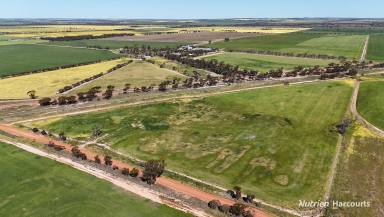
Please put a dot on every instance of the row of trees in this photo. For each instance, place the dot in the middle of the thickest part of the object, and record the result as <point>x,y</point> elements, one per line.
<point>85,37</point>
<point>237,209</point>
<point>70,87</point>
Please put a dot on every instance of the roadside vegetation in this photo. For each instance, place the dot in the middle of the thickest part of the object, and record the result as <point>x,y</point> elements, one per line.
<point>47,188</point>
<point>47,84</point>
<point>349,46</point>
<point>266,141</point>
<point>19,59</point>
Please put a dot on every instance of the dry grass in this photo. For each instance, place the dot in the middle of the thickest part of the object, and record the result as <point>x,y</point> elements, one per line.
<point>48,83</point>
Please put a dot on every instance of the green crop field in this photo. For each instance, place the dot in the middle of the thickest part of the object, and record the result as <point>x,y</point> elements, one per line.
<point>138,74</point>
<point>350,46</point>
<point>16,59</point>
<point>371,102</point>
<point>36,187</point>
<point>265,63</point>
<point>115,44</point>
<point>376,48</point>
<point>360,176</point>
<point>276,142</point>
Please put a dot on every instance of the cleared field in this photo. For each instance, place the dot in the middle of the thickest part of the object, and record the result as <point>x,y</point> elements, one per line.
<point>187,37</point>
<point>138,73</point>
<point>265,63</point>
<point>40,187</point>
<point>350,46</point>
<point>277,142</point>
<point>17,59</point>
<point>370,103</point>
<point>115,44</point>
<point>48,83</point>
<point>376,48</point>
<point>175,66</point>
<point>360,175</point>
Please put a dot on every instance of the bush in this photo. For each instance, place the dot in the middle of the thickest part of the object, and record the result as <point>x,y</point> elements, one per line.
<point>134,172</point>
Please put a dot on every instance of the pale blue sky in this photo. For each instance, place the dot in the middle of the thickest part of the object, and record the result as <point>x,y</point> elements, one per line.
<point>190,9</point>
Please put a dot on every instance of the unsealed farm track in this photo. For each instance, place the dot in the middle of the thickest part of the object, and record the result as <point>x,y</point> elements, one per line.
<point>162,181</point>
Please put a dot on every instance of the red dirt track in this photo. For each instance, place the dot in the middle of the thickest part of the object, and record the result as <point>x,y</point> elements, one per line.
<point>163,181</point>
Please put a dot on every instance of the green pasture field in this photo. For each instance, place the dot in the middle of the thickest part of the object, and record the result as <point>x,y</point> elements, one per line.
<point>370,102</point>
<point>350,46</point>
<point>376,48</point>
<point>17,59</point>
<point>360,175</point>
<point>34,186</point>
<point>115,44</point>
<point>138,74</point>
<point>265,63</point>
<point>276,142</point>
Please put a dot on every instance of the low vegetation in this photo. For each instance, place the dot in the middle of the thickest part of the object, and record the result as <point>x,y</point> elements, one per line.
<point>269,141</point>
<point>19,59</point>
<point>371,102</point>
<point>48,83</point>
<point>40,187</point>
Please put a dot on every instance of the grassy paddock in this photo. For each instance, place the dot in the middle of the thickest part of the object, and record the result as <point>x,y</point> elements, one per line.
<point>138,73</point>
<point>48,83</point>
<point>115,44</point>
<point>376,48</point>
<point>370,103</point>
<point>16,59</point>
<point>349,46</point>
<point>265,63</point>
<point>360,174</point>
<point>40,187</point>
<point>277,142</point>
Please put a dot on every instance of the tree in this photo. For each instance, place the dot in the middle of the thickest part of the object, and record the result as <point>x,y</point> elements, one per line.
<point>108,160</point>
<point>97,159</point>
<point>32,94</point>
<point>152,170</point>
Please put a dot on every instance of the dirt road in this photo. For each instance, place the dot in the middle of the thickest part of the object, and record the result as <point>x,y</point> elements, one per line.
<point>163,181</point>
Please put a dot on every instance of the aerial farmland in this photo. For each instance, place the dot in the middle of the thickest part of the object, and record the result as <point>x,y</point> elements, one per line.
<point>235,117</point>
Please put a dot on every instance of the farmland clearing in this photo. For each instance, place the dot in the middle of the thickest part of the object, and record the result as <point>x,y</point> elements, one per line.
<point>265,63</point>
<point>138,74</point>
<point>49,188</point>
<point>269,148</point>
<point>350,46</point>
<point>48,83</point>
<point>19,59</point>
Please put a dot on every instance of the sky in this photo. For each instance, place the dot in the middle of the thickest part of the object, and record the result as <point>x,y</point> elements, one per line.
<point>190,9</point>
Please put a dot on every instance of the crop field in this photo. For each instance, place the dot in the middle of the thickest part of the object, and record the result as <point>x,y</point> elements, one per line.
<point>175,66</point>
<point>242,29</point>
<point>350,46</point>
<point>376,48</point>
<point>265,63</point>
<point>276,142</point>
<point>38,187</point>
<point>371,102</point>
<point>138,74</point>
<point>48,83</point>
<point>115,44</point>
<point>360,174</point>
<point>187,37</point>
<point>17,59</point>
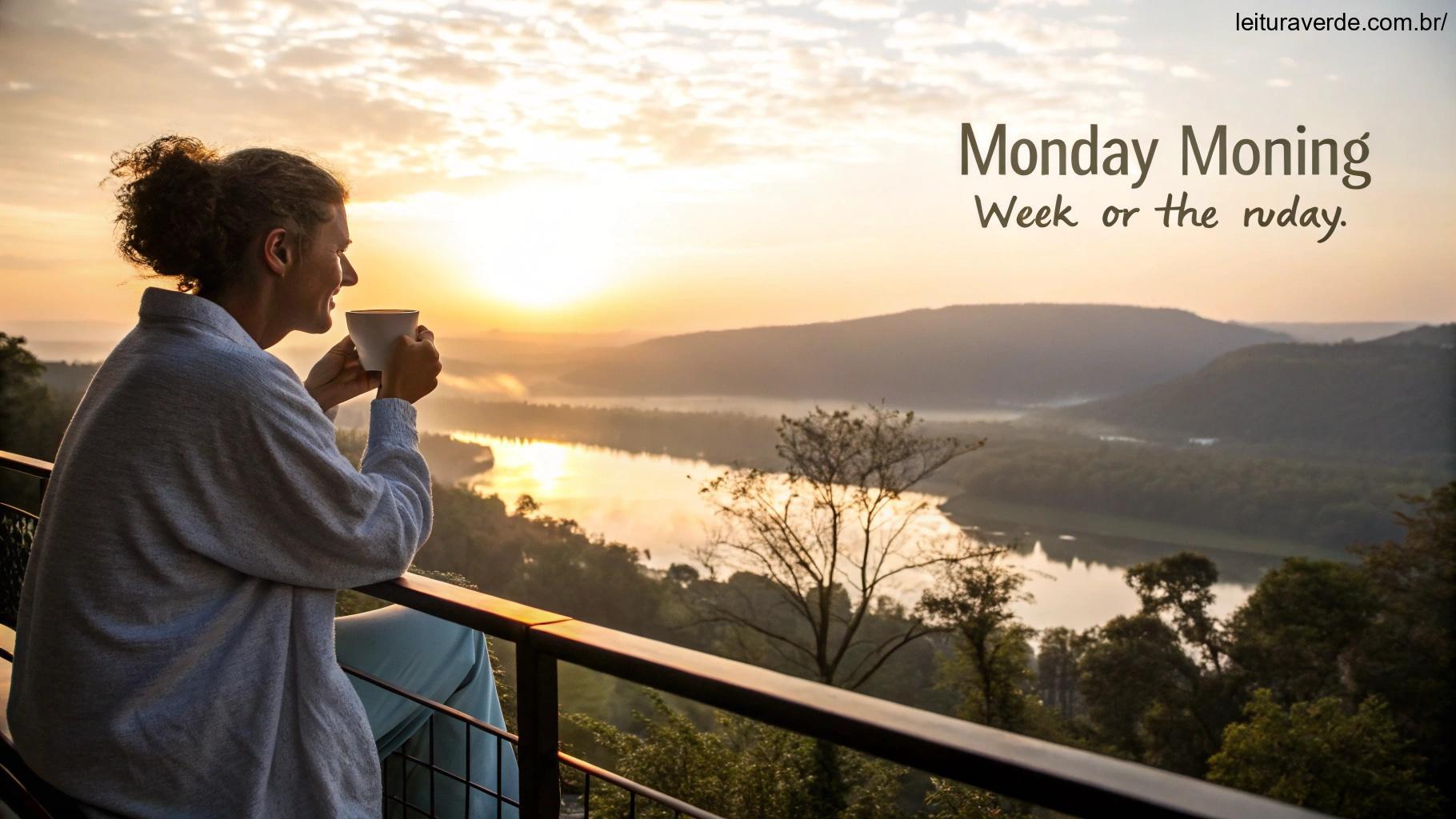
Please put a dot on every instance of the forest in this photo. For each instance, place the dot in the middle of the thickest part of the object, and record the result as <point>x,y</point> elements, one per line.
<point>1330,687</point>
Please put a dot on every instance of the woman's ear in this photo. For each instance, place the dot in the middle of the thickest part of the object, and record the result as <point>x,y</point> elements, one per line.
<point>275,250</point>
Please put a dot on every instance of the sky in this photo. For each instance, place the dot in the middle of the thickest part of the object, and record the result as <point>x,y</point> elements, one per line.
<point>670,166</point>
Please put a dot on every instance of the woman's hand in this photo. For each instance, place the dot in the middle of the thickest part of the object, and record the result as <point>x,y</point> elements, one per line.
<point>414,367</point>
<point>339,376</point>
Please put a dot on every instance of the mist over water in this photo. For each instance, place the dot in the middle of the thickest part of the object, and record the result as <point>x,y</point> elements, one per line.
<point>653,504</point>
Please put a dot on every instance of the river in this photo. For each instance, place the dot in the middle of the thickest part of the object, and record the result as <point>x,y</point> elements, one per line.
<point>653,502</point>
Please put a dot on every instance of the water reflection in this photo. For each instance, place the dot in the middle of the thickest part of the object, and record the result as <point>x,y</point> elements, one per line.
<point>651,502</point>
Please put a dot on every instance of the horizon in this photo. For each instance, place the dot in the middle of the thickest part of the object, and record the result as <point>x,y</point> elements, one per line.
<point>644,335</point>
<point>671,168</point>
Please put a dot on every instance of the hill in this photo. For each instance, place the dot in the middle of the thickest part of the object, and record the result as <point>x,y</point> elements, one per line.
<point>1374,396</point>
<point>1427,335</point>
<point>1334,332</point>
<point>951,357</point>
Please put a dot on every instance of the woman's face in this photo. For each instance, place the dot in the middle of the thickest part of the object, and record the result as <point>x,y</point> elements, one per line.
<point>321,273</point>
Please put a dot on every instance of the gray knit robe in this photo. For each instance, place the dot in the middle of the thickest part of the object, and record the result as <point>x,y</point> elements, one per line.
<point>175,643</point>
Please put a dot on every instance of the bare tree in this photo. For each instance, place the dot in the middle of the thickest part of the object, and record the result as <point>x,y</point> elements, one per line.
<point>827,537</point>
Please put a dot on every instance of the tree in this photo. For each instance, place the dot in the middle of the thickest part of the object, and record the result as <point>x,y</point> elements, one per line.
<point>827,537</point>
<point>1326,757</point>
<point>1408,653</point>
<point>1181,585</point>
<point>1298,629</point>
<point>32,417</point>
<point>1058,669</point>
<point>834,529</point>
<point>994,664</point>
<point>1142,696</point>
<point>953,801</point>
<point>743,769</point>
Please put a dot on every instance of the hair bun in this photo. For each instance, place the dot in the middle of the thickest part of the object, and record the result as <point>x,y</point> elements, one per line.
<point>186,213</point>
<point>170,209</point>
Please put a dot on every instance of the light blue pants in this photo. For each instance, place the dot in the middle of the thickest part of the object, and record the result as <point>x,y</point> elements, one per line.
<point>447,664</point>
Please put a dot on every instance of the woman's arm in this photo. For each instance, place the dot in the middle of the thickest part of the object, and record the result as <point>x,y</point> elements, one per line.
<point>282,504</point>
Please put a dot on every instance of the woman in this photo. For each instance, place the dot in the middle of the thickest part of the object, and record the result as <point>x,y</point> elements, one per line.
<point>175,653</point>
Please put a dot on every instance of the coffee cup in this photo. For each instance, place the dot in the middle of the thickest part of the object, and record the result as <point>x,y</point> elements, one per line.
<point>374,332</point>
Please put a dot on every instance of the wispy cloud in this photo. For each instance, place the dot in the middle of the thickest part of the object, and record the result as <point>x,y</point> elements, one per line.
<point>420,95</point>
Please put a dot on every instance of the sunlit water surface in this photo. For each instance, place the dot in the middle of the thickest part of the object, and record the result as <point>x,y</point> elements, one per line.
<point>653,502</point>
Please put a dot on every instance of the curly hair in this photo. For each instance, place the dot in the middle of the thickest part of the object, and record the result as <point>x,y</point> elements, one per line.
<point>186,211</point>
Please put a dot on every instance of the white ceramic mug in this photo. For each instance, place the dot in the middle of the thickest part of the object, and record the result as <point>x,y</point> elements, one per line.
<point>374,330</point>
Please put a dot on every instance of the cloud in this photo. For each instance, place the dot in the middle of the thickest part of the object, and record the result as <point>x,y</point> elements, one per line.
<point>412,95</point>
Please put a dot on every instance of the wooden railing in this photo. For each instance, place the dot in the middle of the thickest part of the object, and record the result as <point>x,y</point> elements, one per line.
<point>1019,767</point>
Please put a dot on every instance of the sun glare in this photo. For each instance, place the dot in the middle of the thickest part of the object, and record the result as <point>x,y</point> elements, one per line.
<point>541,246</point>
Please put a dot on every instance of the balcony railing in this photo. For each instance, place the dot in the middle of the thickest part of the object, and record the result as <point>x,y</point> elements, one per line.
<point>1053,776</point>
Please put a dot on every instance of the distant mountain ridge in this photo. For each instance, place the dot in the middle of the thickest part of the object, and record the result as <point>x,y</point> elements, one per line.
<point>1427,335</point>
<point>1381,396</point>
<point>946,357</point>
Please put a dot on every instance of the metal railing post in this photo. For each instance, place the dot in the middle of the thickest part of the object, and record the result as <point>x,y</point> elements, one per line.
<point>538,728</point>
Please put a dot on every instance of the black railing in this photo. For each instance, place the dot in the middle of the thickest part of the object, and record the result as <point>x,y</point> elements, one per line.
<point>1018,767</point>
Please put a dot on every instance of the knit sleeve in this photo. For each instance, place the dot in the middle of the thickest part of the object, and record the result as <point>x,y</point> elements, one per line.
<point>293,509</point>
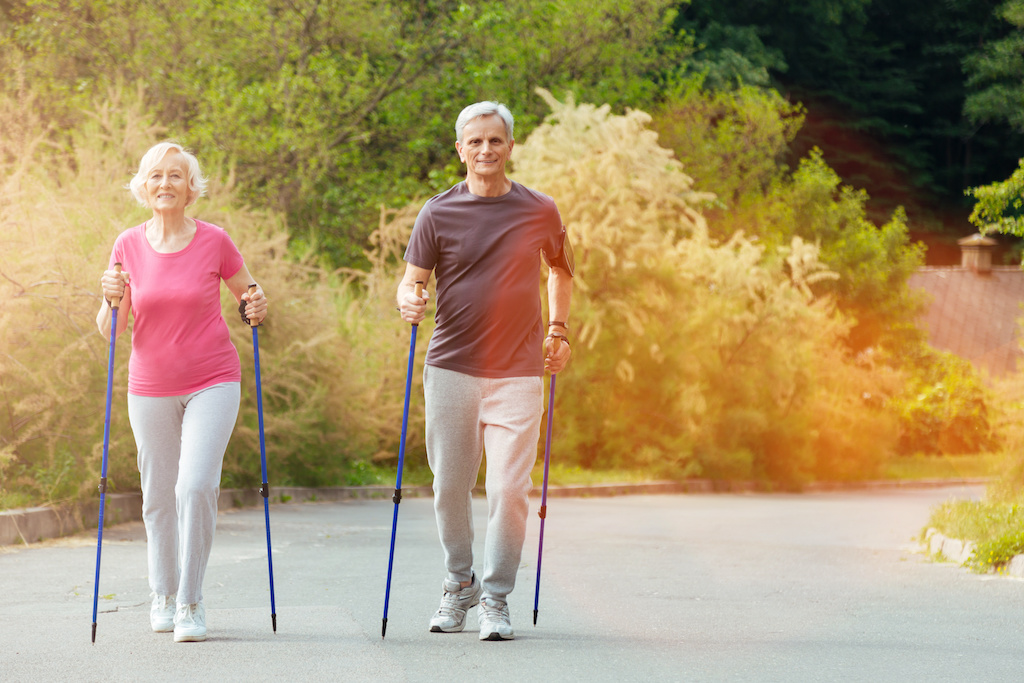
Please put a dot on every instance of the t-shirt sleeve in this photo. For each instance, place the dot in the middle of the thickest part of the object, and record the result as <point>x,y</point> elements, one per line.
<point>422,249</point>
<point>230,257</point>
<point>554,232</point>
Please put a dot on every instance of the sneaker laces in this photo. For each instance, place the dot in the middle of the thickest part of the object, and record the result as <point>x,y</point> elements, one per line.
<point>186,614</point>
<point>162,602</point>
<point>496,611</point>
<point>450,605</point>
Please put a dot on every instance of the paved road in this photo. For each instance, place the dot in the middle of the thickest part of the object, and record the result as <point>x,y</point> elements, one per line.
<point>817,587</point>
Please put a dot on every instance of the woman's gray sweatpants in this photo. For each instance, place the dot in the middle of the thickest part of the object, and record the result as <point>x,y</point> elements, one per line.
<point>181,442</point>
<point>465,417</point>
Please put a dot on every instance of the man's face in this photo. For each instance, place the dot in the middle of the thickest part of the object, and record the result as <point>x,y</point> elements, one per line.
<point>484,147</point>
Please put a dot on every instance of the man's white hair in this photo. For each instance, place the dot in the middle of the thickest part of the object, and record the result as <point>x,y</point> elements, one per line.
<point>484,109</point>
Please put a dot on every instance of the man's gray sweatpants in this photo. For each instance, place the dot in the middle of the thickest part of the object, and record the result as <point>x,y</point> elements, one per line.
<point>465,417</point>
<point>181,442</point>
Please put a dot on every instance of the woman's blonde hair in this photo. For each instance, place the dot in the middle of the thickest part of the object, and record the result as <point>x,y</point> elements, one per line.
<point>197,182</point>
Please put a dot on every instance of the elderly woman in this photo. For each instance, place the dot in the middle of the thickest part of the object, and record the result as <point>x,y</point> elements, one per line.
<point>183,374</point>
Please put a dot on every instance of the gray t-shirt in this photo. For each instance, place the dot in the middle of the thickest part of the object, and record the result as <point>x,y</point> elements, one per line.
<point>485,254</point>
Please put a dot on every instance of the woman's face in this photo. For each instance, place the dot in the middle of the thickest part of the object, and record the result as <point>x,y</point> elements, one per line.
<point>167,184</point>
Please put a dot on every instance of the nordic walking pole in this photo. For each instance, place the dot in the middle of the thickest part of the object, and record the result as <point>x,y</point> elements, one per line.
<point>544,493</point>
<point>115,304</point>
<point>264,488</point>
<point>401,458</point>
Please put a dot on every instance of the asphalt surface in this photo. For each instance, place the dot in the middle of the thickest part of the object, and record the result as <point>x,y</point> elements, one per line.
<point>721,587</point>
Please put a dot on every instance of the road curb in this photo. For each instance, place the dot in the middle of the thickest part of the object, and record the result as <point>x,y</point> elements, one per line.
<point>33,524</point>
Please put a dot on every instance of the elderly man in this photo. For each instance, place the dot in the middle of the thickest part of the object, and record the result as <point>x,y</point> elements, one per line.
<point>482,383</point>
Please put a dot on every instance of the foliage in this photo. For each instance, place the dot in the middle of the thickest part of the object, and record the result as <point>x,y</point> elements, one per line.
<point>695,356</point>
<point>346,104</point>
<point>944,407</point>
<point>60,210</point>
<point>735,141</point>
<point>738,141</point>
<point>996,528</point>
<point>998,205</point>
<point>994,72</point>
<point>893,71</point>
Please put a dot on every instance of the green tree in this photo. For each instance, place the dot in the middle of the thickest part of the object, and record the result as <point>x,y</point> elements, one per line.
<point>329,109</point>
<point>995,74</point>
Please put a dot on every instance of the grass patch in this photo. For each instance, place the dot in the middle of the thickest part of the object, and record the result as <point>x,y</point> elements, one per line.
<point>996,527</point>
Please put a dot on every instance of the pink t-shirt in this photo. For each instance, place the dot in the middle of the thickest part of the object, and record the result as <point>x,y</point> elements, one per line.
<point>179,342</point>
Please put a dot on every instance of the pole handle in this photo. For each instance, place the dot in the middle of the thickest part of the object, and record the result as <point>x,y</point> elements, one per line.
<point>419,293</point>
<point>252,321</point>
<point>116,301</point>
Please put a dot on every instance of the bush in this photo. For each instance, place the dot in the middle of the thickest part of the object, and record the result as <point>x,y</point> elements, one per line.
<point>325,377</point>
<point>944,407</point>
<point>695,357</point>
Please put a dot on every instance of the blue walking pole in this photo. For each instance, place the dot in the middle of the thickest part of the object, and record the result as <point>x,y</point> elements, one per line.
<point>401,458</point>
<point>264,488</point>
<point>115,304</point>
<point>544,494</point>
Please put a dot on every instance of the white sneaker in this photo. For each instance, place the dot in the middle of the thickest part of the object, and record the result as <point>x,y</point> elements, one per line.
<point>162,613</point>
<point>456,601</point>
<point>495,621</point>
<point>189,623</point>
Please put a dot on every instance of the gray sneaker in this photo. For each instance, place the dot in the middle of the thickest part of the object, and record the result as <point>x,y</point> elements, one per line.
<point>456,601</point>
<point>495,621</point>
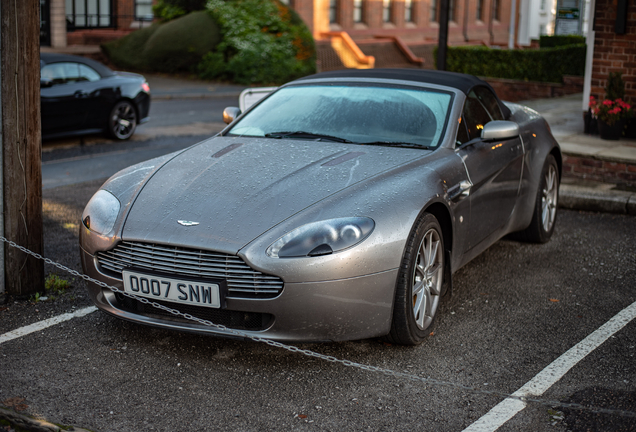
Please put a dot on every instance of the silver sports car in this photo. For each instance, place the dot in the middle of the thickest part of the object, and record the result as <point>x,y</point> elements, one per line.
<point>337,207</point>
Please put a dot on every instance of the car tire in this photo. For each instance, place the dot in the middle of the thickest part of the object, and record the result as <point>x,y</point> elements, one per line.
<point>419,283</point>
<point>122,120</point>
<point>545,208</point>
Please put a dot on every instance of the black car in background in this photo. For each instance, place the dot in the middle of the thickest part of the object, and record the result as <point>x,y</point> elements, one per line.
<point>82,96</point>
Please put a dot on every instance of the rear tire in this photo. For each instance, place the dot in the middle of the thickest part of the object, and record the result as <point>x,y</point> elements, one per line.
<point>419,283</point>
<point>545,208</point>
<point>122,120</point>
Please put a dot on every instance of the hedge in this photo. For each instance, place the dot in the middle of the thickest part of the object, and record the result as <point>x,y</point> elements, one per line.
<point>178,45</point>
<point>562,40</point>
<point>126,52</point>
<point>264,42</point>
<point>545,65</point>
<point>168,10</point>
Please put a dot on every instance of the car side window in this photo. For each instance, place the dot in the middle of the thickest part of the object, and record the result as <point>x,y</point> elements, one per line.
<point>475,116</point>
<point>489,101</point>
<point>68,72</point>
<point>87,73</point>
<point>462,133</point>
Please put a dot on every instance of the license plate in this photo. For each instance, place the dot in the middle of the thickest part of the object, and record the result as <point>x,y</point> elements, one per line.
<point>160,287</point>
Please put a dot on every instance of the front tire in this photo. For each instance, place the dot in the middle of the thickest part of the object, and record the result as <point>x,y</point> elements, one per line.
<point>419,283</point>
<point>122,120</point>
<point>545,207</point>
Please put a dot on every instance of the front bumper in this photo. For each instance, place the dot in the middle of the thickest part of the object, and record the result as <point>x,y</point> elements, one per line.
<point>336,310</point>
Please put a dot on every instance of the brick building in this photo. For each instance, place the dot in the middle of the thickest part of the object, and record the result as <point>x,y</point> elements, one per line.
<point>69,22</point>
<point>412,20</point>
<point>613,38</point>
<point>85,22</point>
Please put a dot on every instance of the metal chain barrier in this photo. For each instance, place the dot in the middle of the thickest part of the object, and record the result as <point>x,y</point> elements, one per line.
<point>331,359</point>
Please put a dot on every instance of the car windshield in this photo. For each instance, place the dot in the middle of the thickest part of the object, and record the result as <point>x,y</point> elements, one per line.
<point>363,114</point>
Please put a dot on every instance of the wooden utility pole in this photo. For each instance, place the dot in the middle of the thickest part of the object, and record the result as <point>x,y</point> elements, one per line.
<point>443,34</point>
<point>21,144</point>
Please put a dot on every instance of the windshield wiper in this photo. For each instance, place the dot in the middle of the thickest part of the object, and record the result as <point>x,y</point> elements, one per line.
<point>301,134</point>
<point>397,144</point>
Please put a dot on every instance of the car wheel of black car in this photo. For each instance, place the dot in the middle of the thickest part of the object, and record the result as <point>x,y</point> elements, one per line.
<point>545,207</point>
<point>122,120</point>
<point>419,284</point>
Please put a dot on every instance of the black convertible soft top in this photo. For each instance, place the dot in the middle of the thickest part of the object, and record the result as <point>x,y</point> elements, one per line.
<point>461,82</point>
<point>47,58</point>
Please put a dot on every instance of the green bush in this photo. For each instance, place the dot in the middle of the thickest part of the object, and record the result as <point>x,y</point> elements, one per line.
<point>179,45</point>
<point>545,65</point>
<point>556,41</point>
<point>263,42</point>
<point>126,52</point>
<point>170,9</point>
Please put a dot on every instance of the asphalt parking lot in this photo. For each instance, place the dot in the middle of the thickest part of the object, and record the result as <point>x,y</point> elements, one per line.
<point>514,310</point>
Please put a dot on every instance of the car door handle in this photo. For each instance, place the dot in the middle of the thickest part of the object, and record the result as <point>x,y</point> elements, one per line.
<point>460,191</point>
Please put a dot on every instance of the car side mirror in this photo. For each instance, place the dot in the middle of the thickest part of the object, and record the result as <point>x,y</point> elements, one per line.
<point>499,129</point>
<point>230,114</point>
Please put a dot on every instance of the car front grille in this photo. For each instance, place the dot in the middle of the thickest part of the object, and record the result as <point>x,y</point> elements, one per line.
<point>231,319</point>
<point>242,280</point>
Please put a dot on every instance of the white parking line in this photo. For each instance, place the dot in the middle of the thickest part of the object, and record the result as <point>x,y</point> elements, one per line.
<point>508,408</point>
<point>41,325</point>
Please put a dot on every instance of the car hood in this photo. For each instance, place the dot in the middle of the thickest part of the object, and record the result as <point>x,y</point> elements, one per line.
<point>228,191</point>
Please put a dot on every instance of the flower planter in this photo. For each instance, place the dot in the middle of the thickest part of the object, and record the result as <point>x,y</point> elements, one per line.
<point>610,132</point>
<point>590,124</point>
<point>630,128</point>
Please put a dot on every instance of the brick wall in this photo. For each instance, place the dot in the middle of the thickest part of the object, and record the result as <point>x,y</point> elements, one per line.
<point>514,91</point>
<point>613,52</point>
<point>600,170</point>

═══

The problem: Return, word for word, the records between the line containing "Please put a dot on every instance of the car wheel" and the line containing "<point>514,310</point>", inclusive.

Response to this task:
Please put a dot on every instance of the car wheel of black car in this photo. For each instance, place the dot in the middle of the thickest part of the object, and record the result as <point>x,y</point> elements, one per line.
<point>545,207</point>
<point>122,120</point>
<point>419,284</point>
Please put a dot on every instance of the black convertible soft top in this photo. For each instance, place the dot in the middle of the thickest part of the object, and record the result as <point>x,y</point> elements, one per line.
<point>461,82</point>
<point>47,58</point>
Please put a dot on every instance of the green bush in this photo. For each instance, place the dot in the middle of the thickest part of the object, and record the result as <point>x,y</point> elements, one per line.
<point>179,45</point>
<point>545,65</point>
<point>556,41</point>
<point>263,42</point>
<point>126,52</point>
<point>170,9</point>
Please put a dot on every instance of the asphalt parking lot in this photo. For each instance, place the dot in the middle of the thickest part of the object, and record the result as <point>x,y</point> elements, one per line.
<point>514,310</point>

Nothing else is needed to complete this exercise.